SET TASK: Reproduce all of the material below word for word, leaving out the pictures.

* Start INFORMATION GIVEN *

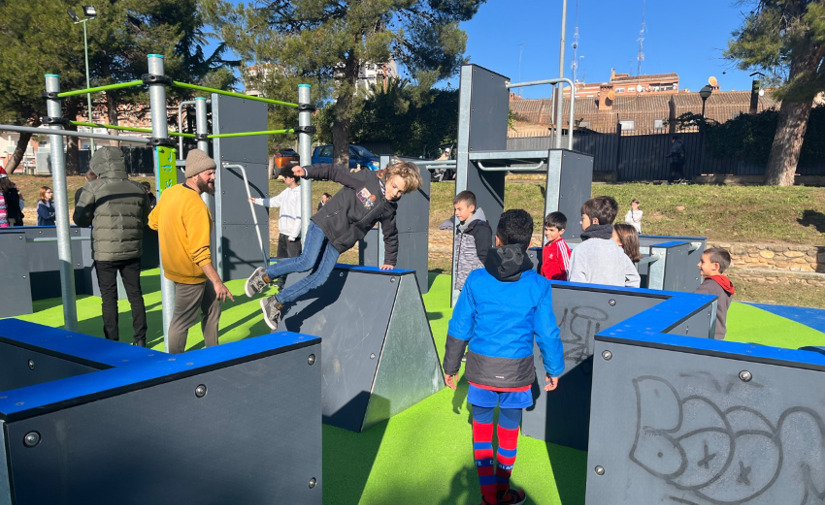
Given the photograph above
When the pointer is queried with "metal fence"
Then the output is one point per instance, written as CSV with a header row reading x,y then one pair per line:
x,y
642,156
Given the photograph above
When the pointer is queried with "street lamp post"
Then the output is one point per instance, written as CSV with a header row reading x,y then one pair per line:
x,y
705,94
90,13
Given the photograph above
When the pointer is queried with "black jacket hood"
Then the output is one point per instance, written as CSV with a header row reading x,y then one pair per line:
x,y
506,263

* End INFORMATION GIVEN *

RESPONSE TO THIS EXERCISE:
Given the photograph above
When the pointer is queried with "metal fence"
Then the output is one point per instance, written as CSV with a header row reading x,y then one pair per line:
x,y
642,156
Given the photograph above
When the pointer is queried with "street lamp post"
Then the output is one point per instance, written as CSV with a header row reading x,y then one pair per line:
x,y
705,94
90,13
Given the photograph above
When the pointer is queried with "black jacket hood"
Then the output is one point per instance, written as CSV with a header row reading x,y then one pair per line:
x,y
506,263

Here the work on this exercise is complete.